Aim of the task >> In full and without deviation, write out the entries that follow.

[Records contained in a dataset]
····················

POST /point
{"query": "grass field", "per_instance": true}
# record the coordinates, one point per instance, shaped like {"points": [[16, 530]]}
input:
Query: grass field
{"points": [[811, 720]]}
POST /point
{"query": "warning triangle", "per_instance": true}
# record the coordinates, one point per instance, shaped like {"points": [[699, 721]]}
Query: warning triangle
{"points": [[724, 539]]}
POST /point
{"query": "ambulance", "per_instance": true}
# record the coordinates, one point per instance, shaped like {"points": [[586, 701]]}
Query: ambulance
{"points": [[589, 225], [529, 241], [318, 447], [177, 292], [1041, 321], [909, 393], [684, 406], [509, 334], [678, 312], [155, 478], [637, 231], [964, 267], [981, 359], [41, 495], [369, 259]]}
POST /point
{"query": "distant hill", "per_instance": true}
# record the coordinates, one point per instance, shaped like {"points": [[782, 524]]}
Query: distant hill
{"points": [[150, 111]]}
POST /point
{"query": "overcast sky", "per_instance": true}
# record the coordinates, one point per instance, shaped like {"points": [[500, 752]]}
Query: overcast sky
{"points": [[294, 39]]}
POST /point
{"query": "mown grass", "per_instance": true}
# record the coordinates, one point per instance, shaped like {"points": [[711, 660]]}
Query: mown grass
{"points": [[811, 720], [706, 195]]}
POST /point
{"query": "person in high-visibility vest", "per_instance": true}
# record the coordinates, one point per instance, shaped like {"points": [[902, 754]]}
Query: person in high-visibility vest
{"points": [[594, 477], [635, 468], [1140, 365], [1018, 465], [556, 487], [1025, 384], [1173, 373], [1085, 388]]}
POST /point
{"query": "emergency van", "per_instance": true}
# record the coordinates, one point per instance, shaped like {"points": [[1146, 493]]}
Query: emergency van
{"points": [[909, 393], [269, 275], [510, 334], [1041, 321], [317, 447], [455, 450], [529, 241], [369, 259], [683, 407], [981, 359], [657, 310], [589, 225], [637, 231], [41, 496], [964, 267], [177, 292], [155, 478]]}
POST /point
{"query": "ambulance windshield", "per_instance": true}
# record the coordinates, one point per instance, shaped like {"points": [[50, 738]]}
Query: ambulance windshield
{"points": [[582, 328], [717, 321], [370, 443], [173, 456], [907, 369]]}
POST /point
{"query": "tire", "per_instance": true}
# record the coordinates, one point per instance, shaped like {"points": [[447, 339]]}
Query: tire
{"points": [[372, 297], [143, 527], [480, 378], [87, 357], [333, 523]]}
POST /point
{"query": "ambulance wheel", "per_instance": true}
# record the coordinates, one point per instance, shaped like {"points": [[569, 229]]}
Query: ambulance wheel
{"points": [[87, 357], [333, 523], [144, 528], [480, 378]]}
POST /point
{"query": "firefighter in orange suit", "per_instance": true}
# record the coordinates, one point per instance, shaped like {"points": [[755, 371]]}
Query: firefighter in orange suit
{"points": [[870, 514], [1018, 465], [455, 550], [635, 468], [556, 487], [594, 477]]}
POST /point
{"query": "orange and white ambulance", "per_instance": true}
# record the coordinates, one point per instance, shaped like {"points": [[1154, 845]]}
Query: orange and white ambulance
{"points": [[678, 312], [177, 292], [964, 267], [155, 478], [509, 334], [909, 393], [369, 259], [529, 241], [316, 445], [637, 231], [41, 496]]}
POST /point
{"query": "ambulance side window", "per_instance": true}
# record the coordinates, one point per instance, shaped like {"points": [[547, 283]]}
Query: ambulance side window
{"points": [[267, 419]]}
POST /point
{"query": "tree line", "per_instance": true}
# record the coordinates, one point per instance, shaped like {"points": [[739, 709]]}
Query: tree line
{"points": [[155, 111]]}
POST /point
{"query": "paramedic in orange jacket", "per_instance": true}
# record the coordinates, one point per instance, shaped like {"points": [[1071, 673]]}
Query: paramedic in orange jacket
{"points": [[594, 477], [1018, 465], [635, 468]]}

····················

Solved problem >>
POST /point
{"query": "grass field", "per_instance": true}
# record the coordinates, one point per instance, shaped like {"points": [[16, 530]]}
input:
Query: grass field
{"points": [[811, 720]]}
POST /point
{"query": "warning triangle", "per_instance": true}
# record the coordinates, one point per instance, shaped like {"points": [[699, 721]]}
Query: warning triangle
{"points": [[724, 539]]}
POST /point
{"query": "ambulance", "per_instance": true}
# record the coordinates, one point per instance, shaped like {"points": [[586, 701]]}
Query: ambulance
{"points": [[589, 225], [529, 241], [318, 447], [177, 292], [1041, 321], [909, 393], [684, 406], [509, 334], [678, 312], [155, 478], [637, 231], [964, 267], [981, 359], [41, 495], [369, 259]]}
POST /point
{"query": "distant hill", "per_instance": true}
# record the coordinates, one point per instance, shaped like {"points": [[782, 524]]}
Query: distant hill
{"points": [[150, 111]]}
POST /point
{"query": "overcast sky", "per_instance": true}
# record the coordinates, one point per instance, shaped like {"points": [[500, 752]]}
Query: overcast sky
{"points": [[294, 39]]}
POST /point
{"query": "mown grass", "per_instance": true}
# record the coordinates, one point per instance, shaped like {"points": [[711, 660]]}
Query: mown grass
{"points": [[811, 720], [706, 195]]}
POST /point
{"query": "person in high-visibility vest", "per_instance": true}
# record the coordinates, one point per instance, shaped like {"points": [[902, 754]]}
Query: person in high-visibility vest
{"points": [[594, 477], [635, 468], [1140, 365], [1018, 465], [556, 487], [1025, 384], [1173, 373], [1085, 388]]}
POST /point
{"query": "emergency van", "per_instance": true}
# record the coordinates, one point per instance, shaped like {"points": [[1146, 493]]}
Query: emergency van
{"points": [[909, 393], [269, 275], [510, 334], [1041, 321], [317, 447], [455, 450], [529, 241], [369, 259], [683, 407], [981, 359], [657, 310], [589, 225], [637, 231], [41, 496], [964, 267], [177, 292], [155, 478]]}
POST /point
{"query": "ambulance windshield", "per_instance": true}
# record the coordinates, one point per instance, shaped like {"points": [[50, 738]]}
Query: ambulance windshield
{"points": [[582, 328], [717, 321], [370, 443], [173, 456], [907, 369]]}
POST /point
{"query": "tire", "per_instance": true}
# record the coordinates, one point per instance, shaped like {"points": [[447, 339]]}
Query: tire
{"points": [[372, 297], [143, 527], [480, 378], [87, 357], [333, 523]]}
POST /point
{"query": "ambulance wheel", "per_instance": true}
# record the coordinates, one point per instance, shaped like {"points": [[569, 229]]}
Query: ambulance wheel
{"points": [[87, 357], [333, 523], [144, 528], [480, 378]]}
POST /point
{"query": "firefighter in orange suit", "per_instance": true}
# record the coordinates, one point per instance, shaped like {"points": [[755, 371]]}
Query: firefighter in orange suit
{"points": [[870, 514], [1018, 465], [455, 550], [635, 468], [556, 487], [594, 477]]}
POST /point
{"query": "orange and white ambulance", "per_instance": true}
# record the coordinates, one point per instance, shaped like {"points": [[1154, 845]]}
Query: orange and white ambulance
{"points": [[678, 312], [177, 292], [964, 267], [155, 478], [509, 334], [909, 393], [369, 259], [529, 241], [316, 445], [637, 231], [41, 496]]}
POST /point
{"query": "ambulance side window", "per_instance": true}
# record the coordinates, one point per instance, shaped like {"points": [[547, 283]]}
Query: ambulance side window
{"points": [[267, 419]]}
POST /point
{"query": "tree line", "per_instance": true}
# record the coordinates, one point per instance, shaped like {"points": [[739, 709]]}
Query: tree line
{"points": [[155, 111]]}
POST /point
{"query": "paramedic in orange jacket", "per_instance": true}
# record the coordinates, one point per instance, shaped like {"points": [[1071, 673]]}
Query: paramedic in orange jacket
{"points": [[594, 477], [1018, 465], [635, 468]]}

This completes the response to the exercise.